Task item:
Repeat all the data that appears below, keeping it exact.

***** Material for this exercise

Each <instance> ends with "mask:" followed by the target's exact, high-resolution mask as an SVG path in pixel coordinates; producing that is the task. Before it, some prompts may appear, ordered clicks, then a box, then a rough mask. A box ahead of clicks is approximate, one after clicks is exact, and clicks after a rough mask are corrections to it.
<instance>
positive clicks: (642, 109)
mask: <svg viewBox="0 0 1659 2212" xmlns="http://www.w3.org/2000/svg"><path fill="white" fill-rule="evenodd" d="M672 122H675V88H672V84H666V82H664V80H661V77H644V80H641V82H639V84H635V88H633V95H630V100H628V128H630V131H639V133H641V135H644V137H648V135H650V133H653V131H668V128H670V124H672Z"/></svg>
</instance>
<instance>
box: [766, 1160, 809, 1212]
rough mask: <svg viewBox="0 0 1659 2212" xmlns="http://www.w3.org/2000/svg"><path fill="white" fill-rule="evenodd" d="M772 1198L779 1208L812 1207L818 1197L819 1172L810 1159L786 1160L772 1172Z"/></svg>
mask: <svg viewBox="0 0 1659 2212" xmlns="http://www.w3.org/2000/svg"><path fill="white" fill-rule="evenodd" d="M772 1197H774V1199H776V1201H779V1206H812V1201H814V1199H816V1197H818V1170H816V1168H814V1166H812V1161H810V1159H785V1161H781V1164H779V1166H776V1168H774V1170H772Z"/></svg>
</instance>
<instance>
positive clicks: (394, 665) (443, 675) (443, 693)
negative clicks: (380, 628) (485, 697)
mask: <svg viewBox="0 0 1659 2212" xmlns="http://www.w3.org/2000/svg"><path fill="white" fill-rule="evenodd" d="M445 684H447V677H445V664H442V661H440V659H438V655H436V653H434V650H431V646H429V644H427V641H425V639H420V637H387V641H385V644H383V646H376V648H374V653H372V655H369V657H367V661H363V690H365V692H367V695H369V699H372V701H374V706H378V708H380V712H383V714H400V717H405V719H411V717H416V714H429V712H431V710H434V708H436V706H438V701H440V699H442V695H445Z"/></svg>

**********

Solution below:
Each <instance> ends with "mask:" followed by the target's exact, high-resolution mask as an SVG path in pixel coordinates; producing that is the task. Before it, some prompts may appear, ordered clicks, then a box, then a rough mask. A box ahead of clicks is approximate, one after clicks is exact, and clicks after a rough mask are corrections to it.
<instance>
positive clicks: (642, 109)
mask: <svg viewBox="0 0 1659 2212" xmlns="http://www.w3.org/2000/svg"><path fill="white" fill-rule="evenodd" d="M672 122H675V88H672V84H666V82H664V80H661V77H644V80H641V82H639V84H635V88H633V95H630V100H628V128H630V131H639V133H641V135H644V137H648V135H650V133H653V131H668V128H670V124H672Z"/></svg>
</instance>
<instance>
box: [766, 1160, 809, 1212]
rough mask: <svg viewBox="0 0 1659 2212" xmlns="http://www.w3.org/2000/svg"><path fill="white" fill-rule="evenodd" d="M772 1198L779 1208L812 1207L818 1197L819 1172L810 1159L786 1160L772 1172Z"/></svg>
mask: <svg viewBox="0 0 1659 2212" xmlns="http://www.w3.org/2000/svg"><path fill="white" fill-rule="evenodd" d="M772 1197H774V1199H776V1201H779V1206H812V1201H814V1199H816V1197H818V1170H816V1168H814V1166H812V1161H810V1159H785V1161H781V1164H779V1166H776V1168H774V1170H772Z"/></svg>
</instance>
<instance>
positive clicks: (394, 665) (443, 675) (443, 693)
negative clicks: (380, 628) (485, 697)
mask: <svg viewBox="0 0 1659 2212" xmlns="http://www.w3.org/2000/svg"><path fill="white" fill-rule="evenodd" d="M445 684H447V677H445V664H442V661H440V659H438V655H436V653H434V650H431V646H429V644H427V641H425V639H420V637H387V641H385V644H383V646H376V648H374V653H372V655H369V657H367V661H363V690H365V692H367V695H369V699H372V701H374V706H378V708H380V712H383V714H400V717H405V719H411V717H416V714H429V712H431V710H434V708H436V706H438V701H440V699H442V695H445Z"/></svg>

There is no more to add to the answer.